*Dataset rows:*
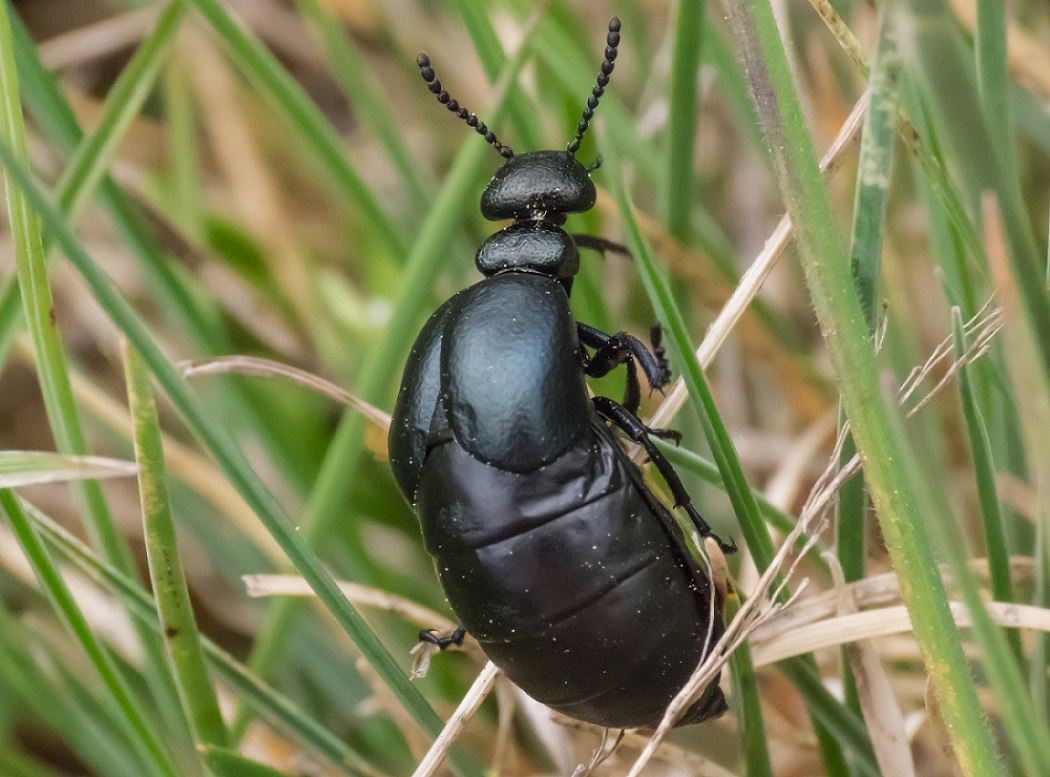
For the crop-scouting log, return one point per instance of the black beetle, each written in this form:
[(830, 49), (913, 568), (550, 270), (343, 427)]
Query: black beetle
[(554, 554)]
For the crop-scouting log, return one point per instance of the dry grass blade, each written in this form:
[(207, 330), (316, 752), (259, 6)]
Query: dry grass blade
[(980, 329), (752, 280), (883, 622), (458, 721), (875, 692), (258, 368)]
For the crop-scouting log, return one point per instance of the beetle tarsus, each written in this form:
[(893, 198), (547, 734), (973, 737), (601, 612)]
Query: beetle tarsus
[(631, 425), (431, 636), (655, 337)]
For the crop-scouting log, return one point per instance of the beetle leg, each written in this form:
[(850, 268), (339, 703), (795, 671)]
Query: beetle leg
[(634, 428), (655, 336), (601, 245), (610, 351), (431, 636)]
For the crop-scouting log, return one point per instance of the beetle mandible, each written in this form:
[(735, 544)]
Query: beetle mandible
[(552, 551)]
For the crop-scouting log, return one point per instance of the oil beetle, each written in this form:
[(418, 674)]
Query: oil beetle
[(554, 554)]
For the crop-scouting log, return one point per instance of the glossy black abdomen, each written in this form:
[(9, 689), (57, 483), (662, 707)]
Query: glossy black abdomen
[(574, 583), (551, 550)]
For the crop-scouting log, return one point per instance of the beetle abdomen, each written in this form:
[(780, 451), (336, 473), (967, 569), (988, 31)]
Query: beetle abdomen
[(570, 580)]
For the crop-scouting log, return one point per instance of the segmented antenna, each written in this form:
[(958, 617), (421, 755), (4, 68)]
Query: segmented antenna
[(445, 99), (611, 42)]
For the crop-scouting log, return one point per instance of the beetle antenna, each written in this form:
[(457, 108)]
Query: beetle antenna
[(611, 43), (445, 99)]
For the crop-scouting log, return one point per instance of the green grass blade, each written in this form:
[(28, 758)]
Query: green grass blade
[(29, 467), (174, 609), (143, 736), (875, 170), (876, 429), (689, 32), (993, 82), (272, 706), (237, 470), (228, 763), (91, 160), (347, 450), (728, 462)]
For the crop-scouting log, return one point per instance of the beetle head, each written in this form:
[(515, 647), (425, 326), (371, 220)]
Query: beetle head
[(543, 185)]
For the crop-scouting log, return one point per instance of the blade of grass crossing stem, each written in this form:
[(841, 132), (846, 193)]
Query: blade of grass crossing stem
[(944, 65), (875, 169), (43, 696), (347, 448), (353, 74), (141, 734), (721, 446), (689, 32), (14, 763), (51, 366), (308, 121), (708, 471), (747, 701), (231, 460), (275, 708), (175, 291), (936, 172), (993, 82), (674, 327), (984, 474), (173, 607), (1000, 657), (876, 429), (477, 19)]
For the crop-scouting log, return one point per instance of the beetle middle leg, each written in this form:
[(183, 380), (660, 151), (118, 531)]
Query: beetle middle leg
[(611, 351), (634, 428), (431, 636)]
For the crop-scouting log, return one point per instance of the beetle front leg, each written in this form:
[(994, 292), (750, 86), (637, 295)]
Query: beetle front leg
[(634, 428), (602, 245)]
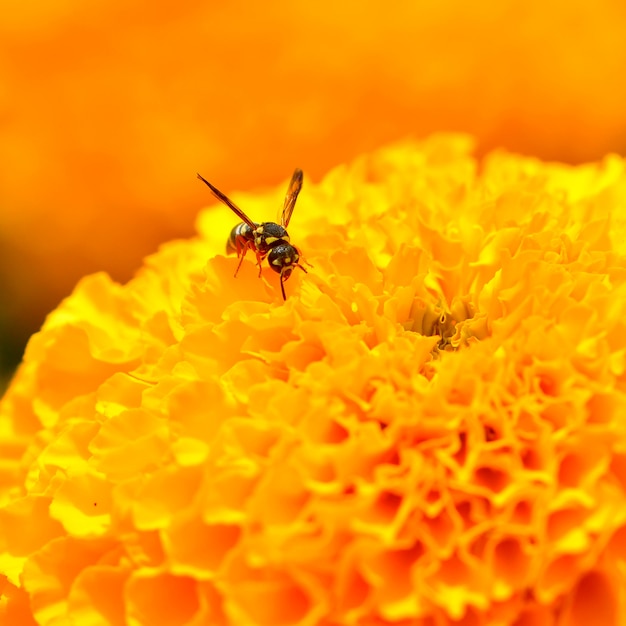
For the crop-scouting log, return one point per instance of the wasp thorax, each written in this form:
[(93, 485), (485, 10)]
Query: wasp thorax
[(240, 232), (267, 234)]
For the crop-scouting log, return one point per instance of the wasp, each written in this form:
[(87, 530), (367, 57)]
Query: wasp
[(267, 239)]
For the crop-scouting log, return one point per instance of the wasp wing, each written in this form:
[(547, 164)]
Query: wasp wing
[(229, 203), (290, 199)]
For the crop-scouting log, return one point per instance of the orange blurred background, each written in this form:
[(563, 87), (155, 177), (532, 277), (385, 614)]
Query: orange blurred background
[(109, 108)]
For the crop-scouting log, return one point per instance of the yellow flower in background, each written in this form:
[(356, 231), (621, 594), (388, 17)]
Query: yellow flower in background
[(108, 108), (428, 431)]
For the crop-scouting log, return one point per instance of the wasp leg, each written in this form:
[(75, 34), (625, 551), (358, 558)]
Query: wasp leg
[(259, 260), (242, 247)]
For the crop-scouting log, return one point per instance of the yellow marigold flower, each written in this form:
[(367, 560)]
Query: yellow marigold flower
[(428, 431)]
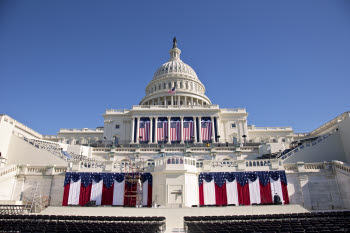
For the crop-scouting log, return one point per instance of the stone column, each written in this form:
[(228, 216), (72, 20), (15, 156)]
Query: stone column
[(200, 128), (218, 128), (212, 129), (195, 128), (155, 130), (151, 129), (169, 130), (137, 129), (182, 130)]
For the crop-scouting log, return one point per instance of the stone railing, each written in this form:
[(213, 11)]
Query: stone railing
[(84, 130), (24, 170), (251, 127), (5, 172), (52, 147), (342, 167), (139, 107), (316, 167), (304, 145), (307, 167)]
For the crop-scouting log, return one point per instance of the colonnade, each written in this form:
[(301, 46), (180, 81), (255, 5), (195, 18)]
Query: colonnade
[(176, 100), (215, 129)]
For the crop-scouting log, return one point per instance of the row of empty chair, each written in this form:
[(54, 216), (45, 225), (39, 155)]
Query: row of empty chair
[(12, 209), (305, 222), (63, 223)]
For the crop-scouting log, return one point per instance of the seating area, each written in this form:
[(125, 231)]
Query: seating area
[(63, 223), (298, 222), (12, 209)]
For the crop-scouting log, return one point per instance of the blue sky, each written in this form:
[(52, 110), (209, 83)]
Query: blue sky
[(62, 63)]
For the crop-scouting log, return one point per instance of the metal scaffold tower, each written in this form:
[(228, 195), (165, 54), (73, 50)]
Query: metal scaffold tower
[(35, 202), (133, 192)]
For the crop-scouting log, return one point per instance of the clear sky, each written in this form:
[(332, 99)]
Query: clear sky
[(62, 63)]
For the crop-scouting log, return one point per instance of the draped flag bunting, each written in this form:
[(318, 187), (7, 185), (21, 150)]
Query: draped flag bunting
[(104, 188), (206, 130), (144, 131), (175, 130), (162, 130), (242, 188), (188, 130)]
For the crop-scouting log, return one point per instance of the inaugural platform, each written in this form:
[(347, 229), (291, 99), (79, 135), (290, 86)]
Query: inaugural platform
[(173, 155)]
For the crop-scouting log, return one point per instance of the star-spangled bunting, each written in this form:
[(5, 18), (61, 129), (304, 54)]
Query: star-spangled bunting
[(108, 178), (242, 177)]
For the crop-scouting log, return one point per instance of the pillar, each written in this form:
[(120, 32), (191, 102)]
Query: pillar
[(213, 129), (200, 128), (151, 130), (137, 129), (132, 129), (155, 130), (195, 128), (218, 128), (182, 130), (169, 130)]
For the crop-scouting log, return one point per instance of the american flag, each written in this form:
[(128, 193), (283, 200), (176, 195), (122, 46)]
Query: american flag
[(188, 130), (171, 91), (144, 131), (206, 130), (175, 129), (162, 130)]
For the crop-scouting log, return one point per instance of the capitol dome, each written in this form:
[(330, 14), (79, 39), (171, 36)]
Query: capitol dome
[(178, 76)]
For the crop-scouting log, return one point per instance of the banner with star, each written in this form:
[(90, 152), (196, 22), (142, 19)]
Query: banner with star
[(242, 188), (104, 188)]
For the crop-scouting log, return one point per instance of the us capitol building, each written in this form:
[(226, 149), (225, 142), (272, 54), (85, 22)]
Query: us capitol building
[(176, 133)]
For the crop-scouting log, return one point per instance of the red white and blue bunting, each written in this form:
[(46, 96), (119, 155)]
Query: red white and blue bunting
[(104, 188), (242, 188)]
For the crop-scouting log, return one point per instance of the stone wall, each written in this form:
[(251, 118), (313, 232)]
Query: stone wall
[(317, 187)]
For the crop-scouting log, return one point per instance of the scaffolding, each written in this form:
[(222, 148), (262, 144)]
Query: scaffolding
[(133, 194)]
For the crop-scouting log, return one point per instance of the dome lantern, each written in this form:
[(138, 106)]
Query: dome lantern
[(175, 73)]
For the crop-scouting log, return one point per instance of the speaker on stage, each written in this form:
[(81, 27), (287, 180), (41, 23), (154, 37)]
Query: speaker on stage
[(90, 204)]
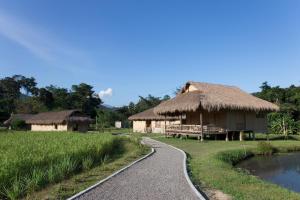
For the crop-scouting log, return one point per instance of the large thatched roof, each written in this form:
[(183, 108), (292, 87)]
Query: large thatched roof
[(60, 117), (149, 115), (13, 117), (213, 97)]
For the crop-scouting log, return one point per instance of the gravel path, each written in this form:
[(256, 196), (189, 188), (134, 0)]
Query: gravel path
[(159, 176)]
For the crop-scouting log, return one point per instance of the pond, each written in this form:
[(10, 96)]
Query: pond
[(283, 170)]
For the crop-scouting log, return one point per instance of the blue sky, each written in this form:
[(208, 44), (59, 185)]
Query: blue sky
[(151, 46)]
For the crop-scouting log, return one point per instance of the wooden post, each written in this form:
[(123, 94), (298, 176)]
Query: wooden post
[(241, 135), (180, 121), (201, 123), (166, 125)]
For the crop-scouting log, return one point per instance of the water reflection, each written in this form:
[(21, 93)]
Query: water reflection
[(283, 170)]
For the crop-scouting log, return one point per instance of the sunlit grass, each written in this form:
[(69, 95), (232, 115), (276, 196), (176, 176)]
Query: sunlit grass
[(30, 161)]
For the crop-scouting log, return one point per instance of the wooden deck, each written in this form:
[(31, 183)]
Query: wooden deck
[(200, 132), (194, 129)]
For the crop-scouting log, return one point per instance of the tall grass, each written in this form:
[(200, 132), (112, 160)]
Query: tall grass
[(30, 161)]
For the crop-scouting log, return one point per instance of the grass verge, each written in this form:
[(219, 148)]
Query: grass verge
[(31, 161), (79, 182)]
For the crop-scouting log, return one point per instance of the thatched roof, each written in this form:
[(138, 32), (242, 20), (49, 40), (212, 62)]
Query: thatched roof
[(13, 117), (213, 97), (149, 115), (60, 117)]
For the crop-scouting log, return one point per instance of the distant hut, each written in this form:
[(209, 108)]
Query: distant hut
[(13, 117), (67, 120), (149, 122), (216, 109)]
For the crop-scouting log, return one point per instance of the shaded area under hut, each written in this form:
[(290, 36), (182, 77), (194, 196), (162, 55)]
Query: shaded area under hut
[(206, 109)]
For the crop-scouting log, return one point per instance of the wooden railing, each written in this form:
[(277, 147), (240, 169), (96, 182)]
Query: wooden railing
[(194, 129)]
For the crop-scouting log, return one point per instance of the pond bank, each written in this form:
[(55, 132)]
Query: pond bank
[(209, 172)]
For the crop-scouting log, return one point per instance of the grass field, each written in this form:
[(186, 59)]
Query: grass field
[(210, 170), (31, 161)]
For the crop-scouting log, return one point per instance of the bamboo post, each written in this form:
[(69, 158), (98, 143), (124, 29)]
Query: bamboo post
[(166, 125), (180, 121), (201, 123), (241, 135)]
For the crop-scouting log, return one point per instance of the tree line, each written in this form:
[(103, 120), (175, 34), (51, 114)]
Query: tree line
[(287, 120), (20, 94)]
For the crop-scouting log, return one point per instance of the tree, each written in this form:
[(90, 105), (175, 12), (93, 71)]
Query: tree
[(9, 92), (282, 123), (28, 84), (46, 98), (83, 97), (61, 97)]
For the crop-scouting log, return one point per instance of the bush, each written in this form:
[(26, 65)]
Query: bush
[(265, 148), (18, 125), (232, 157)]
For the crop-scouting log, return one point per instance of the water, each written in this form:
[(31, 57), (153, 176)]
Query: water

*Exercise prompt:*
Copy out, unchanged, the rows starting at the line that contains "of the banner" and ending at the line that contains "[(90, 204)]", with both of those lines included.

*Task response:*
For the crop-scouting log, return one point per instance of the banner with star, each written in this form:
[(90, 152), (196, 22), (142, 19)]
Query: banner with star
[(242, 188), (104, 188)]
For the crop-scouting log, return one point per instance of the us capitol building, each written in this form:
[(226, 149), (225, 142), (272, 54), (85, 22)]
Query: us capitol building
[(176, 133)]
For the crop-scouting log, return one point per instance of the red white and blue bunting, each written in this form:
[(46, 96), (119, 155)]
Query: red white and blue bunting
[(104, 188), (242, 188)]
For the crop-scouting log, return one point per instance of the stone wall, each written in this form:
[(251, 118), (313, 232)]
Query: stone wall
[(317, 187)]
For the crop-scouting log, return one point per instance of the scaffolding, each written in this form:
[(222, 148), (262, 144)]
Query: scaffolding
[(133, 194)]
For the crop-scouting log, return one point per instance of the dome lantern, each written in this form:
[(138, 106)]
Query: dome lantern
[(175, 73)]
For the crop-scouting log, return one point per instance of the speaker on stage, each written in this form:
[(81, 27), (287, 180), (41, 23), (154, 37)]
Query: speaker on stage
[(90, 204)]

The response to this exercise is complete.